* [Check your understanding]:
• A. In the New Orleans French Film Festival text, who will give the free lecture on Agnès Varda?
• B. Please list every film in the Agnès Varda retrospective named in the New Orleans French Film Festival text, with its year.
• C. Write the next part of the New Orleans French Film Festival text, starting after its last sentence.

*** Opening of Text excerpt ***

This year, the 21st edition of the New Orleans French Film Festival will kick off earlier than usual, beginning on February 23 and running through March 1, 2018, and will spotlight 17 feature films, 5 shorts, a retrospective of the magnificent Agnès Varda, French-themed live music performances prior to screenings, and special lectures, all in the historic Prytania Theater.
“The New Orleans Film Society’s French Film Festival was founded to engage and celebrate the French influence on our beloved city,” said Fallon Young, Executive Director of the New Orleans Film Society. “That’s why, in New Orleans’ tricentennial year, we are especially pleased that the French Film Festival features the world premiere of a uniquely New Orleans story. Created by a local director, cast and crew, the short film Le Grande Remix depicts New Orleans as a diverse and vibrant city with global cultural influences.”
Feature length films include the most awarded and sought after French films of the year: Back to Burgundy (opening night), Double Lover (closing night), 4 Days in France, After Love, All That Divides Us, Catch the Wind, Félicité, Ismael’s Ghosts, Marie Curie: The Courage of Knowledge, Montparnasse Bienvenüe, Nocturama, Souvenir, This is Our Land, as well as Jean Luc-Godard’s 1960 classic Breathless. The Agnès Varda retrospective includes three of her films, Le Bonheur (1965), The Gleaners and I (2000), and Faces, Places (2017). The shorts program includes Prestige Ingredients, We Are the Freak Show, The Elusive, Retaliation, and Le Grand Remix.
The only female director of the French New Wave and the only female director to ever receive an honorary Oscar, Agnès Varda (born in Belgium in 1928) has occupied a singular and well-respected role within the film industry since her first film La Pointe Courte in 1956. The French Film Festival presents Agnès Varda: A Retrospective, which includes an under-seen example of her early, formally audacious fiction work Le Bonheur (1965), as well as two of her more recent autobiographical documentaries The Gleaners and I (2000), and Faces, Places (2017) which is a nominee for the Best Documentary at the 90th Academy Awards.
The retrospective program includes a free lecture on Varda (on Sunday Feb 25, at 5pm) from Loyola professor Jean Brager, who will speak on Varda’s journey as a female filmmaker in a male-dominated industry as well as the ways in which her aesthetics paved the way for the Nouvelle Vague. The lecture will be followed by the screening of her latest documentary Faces, Places in which she collaborated with the phenomenal French photographer JR in search of the people and their villages that define rural France and make it what it is.

*** Close of Text excerpt ***
*** Opening of Information supplied ***

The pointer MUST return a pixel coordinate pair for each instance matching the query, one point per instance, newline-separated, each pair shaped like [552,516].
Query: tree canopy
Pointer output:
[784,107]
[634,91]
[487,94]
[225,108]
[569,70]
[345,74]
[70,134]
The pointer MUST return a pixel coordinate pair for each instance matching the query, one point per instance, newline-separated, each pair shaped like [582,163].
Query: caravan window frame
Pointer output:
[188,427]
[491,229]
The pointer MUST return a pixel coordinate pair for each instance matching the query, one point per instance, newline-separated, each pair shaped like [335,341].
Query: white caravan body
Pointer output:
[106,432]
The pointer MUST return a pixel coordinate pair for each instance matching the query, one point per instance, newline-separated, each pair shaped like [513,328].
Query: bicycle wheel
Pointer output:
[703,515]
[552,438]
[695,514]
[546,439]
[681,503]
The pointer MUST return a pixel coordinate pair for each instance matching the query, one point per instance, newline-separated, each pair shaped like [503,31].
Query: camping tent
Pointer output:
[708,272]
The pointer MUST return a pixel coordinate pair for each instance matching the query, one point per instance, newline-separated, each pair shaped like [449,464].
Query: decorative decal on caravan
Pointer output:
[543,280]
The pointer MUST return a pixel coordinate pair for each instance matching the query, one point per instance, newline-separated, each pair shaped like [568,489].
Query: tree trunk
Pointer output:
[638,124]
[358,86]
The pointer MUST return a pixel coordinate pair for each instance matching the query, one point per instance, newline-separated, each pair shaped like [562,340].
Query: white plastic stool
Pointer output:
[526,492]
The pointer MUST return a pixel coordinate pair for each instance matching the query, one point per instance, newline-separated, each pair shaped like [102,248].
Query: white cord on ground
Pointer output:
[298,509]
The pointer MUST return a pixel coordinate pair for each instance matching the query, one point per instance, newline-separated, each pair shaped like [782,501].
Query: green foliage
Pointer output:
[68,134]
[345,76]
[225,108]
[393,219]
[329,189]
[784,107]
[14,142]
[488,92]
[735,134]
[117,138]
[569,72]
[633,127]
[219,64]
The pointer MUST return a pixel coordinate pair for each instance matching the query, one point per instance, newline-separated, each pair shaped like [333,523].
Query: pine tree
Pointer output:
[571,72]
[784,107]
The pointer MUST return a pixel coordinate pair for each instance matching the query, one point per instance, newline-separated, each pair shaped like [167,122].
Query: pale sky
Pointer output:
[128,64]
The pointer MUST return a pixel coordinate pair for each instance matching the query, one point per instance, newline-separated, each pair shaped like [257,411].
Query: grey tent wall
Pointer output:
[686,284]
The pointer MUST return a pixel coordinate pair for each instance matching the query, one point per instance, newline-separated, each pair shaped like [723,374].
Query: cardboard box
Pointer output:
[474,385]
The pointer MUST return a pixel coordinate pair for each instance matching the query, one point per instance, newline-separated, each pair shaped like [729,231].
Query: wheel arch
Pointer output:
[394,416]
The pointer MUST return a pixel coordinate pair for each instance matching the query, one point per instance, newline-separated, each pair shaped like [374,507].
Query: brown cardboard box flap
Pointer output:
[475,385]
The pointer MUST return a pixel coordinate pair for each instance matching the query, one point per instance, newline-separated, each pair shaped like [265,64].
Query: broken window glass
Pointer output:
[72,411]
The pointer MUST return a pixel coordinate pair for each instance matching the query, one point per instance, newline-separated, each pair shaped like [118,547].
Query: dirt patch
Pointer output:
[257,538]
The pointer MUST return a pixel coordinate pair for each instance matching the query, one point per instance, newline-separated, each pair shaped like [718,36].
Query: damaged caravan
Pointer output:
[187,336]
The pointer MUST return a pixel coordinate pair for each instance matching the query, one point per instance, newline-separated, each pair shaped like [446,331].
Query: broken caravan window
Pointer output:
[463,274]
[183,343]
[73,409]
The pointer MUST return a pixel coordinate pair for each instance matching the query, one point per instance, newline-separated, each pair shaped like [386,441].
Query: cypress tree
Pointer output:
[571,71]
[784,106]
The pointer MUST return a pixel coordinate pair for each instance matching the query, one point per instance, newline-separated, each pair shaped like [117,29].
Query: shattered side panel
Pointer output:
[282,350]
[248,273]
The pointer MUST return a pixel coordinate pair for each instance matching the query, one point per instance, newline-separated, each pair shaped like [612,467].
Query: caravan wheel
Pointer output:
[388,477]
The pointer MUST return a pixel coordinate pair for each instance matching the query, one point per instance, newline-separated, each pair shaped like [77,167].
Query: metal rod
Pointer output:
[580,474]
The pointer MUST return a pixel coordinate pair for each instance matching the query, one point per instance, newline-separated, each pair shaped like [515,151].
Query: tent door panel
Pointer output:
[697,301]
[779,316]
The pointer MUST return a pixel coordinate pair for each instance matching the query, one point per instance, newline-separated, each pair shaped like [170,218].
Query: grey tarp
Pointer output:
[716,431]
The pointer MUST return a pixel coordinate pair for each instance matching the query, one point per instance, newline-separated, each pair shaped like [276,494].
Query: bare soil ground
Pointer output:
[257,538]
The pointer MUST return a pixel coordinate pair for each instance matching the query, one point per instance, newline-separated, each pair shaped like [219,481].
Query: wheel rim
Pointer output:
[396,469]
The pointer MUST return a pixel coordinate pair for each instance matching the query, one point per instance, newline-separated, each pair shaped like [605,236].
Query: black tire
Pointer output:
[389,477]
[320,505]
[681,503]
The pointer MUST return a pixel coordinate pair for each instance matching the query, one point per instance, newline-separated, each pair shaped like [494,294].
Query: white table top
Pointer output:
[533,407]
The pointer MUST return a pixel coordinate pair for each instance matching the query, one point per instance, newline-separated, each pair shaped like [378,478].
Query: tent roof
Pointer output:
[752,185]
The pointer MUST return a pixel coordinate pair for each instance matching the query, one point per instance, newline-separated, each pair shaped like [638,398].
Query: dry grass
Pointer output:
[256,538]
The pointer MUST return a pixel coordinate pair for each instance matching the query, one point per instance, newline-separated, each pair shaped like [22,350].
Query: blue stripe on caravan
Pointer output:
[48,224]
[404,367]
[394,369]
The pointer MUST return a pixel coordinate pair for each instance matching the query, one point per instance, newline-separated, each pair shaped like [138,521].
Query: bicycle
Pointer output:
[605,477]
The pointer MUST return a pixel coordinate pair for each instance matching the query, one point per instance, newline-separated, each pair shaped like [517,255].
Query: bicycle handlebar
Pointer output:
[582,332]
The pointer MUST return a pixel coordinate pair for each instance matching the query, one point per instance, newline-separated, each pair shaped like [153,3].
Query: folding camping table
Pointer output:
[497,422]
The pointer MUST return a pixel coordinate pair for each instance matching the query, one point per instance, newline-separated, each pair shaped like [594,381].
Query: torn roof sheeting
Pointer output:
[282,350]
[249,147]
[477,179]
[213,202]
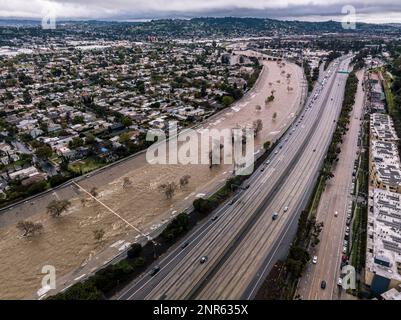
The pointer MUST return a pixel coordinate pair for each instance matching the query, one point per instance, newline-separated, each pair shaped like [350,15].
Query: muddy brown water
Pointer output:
[68,242]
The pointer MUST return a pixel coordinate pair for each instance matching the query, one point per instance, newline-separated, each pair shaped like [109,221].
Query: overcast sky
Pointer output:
[376,11]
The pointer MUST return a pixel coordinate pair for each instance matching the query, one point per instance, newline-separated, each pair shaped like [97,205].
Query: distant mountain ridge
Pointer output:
[201,27]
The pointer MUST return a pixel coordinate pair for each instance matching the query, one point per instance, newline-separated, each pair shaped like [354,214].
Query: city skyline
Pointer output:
[388,11]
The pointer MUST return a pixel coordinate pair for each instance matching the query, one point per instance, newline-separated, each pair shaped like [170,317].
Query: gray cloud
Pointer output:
[367,10]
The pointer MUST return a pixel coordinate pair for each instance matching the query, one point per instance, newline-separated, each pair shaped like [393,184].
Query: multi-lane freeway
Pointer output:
[228,256]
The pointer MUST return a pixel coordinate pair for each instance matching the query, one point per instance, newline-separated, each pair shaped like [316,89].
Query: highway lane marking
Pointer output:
[177,252]
[321,156]
[173,252]
[253,178]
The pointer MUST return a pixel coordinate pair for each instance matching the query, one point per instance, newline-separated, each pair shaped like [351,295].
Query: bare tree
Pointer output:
[257,126]
[168,189]
[184,180]
[29,228]
[83,202]
[56,207]
[98,234]
[94,192]
[127,183]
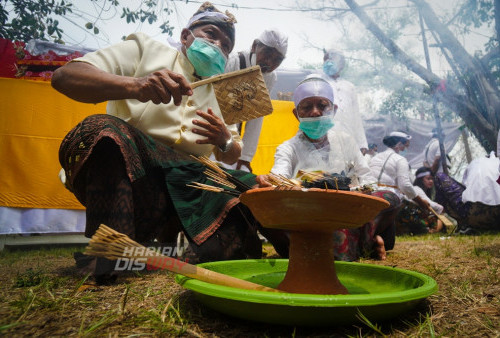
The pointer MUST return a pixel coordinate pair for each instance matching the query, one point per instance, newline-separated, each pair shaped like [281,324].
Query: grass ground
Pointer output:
[41,294]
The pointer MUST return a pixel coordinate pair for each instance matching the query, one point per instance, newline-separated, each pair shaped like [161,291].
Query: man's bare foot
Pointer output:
[380,248]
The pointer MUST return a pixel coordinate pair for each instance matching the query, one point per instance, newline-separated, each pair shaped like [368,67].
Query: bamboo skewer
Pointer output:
[442,218]
[111,244]
[242,187]
[207,187]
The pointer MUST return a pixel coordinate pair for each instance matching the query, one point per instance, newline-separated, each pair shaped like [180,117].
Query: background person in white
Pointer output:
[348,117]
[392,170]
[268,51]
[432,154]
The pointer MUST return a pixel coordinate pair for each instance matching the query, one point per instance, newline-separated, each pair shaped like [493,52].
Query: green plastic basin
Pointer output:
[378,292]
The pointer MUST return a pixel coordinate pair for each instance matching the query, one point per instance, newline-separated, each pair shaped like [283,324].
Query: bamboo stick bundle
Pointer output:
[111,244]
[207,187]
[223,175]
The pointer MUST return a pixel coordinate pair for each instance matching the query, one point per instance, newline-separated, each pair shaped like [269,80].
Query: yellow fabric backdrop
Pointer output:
[278,127]
[34,118]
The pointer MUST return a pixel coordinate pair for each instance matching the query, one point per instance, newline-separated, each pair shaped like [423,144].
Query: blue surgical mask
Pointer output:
[206,58]
[330,68]
[316,127]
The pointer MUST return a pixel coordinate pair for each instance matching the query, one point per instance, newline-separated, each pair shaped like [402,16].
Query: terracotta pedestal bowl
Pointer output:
[311,216]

*** Close of Information supplied ***

* [Results in order]:
• A. Loyola professor Jean Brager.

• B. Le Bonheur (1965), The Gleaners and I (2000), Faces, Places (2017)

• C.
What’s the connection of Congo and New Orleans? Join a free lecture by Freddi Williams Evans on Wednesday, Feb 28 at 7:15pm which will be followed by a screening of the Congo-set film Félicité. Evans will address the not so well known connections between Congo and New Orleans, as detailed in her essay “Enslaved Africans Perpetuated Cultural and Commercial Practices at Congo Square,” featured in the new book New Orleans & the World: 1718-2018 Tricentennial Anthology.
Louisiana musicians Helen Gillet, Bart Ramsay, Bruce Sunpie Barnes, Thibault, Pascal Valcasara, and George Trahanis will be performing French-themed live music prior to select screenings during the French Film Festival. Performances will begin 30 minutes prior to the start time of the related films.
Opening Night: Back to Burgundy | Friday, February 23 | 7:00-7:30 pm | Bart Ramsay
Shorts Program | Saturday, February 24 | 2:00 – 2:30 pm | Bruce Sunpie Barnes
After Love | Sunday, February 25 | 2:00 – 2:30 pm | Thibault
Ismael’s Ghosts | Sunday, February 25 | 7:15 – 7:45 pm | Pascal Valcasara
All That Divides Us | Tuesday, February 27 | 7:30 – 8:00 pm | George Trahanis
Closing Night: Double Lover | Thursday, March 1 | 7:30 – 8:00 pm | Helen Gillet
FILMS AND SYNOPSES
Back to Burgundy, dir. Cedric Klapisch – Opening Night
The latest from French director Cedric Klapisch (L’auberge espagnole) brings together three very different siblings who have inherited their father’s picturesque vineyard in the famous wine region of Burgundy in east-central France. Prodigal son Jean has spent 10 years away in Australia, and he and two siblings, Juliette and Jérémie, are forced to collectively decide if and how to save the family estate. Over the course of four seasons, from harvest through the stages of vinification, they must learn to forgive and trust themselves and one another, blossoming and maturing in step with the wine they make. An absorbing, bittersweet exploration of the complexities of family and winemaking, Back to Burgundy goes down like a fine pinot noir.
Double Lover, dir. François Ozon – Closing Night
Director François Ozon, French cinema’s “bad boy,” returns to his wild days with this erotic thriller, which screened in competition at Cannes in 2017. The film centers around Chloé, a beautiful young woman at a vulnerable time in her life, who begins therapy with Paul, an attractive and mysterious psychologist. Their charged conversations lead to an inevitable romance, and several months later Chloé is in love and living with her new partner. But she gradually comes to suspect that her lover is not exactly the man she thought he was. Starring Marine Vacth and Jeremie Renier, Ozon continuously deceives and mesmerizes in this this sensual and provocative film about identity, trust, and passion. (Not recommended for younger viewers.)
Le Bonheur, dir. Agnès Varda
Though married to the good-natured, beautiful Thérèse (Claire Drouot), young husband and father François (Jean-Claude Drouot) finds himself falling unquestioningly into an affair with an attractive postal worker. One of Varda’s most provocative films, Le Bonheur examines, with a deceptively cheery palette and the spirited strains of Mozart, the ideas of fidelity and happiness in a modern, self-centered world.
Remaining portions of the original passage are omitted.